### Records provided

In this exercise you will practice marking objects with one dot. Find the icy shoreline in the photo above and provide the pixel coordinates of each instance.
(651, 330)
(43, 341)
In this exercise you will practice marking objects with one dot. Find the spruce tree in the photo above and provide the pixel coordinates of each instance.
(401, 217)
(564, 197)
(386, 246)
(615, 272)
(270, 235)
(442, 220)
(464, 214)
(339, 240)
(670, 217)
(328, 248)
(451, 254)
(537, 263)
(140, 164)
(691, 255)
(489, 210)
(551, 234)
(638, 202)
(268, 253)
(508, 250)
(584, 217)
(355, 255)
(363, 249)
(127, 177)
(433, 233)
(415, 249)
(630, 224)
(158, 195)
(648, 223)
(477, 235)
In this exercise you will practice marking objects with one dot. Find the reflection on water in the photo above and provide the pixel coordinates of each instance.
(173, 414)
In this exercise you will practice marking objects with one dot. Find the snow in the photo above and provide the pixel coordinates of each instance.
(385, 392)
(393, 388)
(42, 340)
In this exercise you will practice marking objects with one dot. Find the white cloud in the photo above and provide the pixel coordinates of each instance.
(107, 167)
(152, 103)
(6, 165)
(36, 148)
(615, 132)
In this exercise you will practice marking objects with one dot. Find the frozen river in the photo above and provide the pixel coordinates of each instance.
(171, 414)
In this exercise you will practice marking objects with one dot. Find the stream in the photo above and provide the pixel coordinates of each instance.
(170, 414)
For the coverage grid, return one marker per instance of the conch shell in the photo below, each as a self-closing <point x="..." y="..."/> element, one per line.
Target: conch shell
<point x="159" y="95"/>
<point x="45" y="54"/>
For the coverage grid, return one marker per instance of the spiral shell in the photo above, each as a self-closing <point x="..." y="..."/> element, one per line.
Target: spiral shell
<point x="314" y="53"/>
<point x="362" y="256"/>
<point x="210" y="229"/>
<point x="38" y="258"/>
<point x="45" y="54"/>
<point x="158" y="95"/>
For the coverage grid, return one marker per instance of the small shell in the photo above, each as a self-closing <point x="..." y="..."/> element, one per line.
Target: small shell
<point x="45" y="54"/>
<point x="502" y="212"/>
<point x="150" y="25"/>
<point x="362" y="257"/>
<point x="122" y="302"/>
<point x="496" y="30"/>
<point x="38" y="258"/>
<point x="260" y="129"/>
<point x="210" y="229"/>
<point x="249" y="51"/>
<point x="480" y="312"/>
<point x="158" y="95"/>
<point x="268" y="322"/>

######

The data above needs retyping. Reproduce each line exactly.

### Task output:
In this exercise you will practice marking objects with one dot. Find the icy shoreline in the photo above and provide the pixel coordinates of each instance.
(651, 330)
(43, 341)
In this exercise you will practice marking objects with one dot. Find the spruce tree in the photo above and provide the pixel coordinates of each instance.
(401, 217)
(564, 197)
(386, 246)
(615, 272)
(270, 235)
(442, 220)
(464, 214)
(339, 240)
(670, 217)
(328, 248)
(451, 254)
(537, 263)
(140, 164)
(691, 255)
(489, 210)
(551, 234)
(638, 202)
(268, 253)
(508, 250)
(584, 217)
(355, 255)
(363, 249)
(127, 177)
(433, 233)
(415, 249)
(630, 224)
(158, 195)
(648, 223)
(477, 235)
In this exercise you will practice marking objects with one dot. Find the reflection on water in the photo above and provide the pixel coordinates of each instance.
(173, 414)
In this exercise you will practice marking objects with one dot. Find the snow in the photo above and provide the pixel coordinates of each instance.
(385, 392)
(393, 388)
(42, 340)
In this exercise you will practice marking objects with one dot. Find the white cloud in the photo above and provide the pixel coordinates of each instance.
(107, 167)
(152, 103)
(6, 165)
(36, 148)
(615, 132)
In this exercise you will practice marking objects with one dot. Find the frozen river in the photo above and provide the pixel coordinates of each instance.
(171, 414)
In this exercise you will practice marking objects with one dot. Find the stream in the photo above and provide the pixel coordinates of each instance.
(170, 414)
For the coverage grid, return one marker per instance of the conch shell in the photo below, each as a self-closing <point x="..." y="..."/> element, one per line.
Target: conch shell
<point x="159" y="95"/>
<point x="45" y="54"/>
For the coverage grid, return one marker per instance of the spiral shell in the photo above, each as a self-closing <point x="..." y="..."/> element, one per line.
Target: spiral shell
<point x="314" y="53"/>
<point x="362" y="256"/>
<point x="210" y="229"/>
<point x="38" y="258"/>
<point x="45" y="54"/>
<point x="158" y="95"/>
For the coverage grid, return one marker per instance of the small shell in the photo above, each as a self-closing <point x="..." y="..."/> element, one per line.
Target: small shell
<point x="45" y="54"/>
<point x="502" y="212"/>
<point x="150" y="25"/>
<point x="362" y="257"/>
<point x="122" y="302"/>
<point x="496" y="30"/>
<point x="38" y="258"/>
<point x="260" y="129"/>
<point x="210" y="229"/>
<point x="249" y="51"/>
<point x="480" y="312"/>
<point x="158" y="95"/>
<point x="268" y="322"/>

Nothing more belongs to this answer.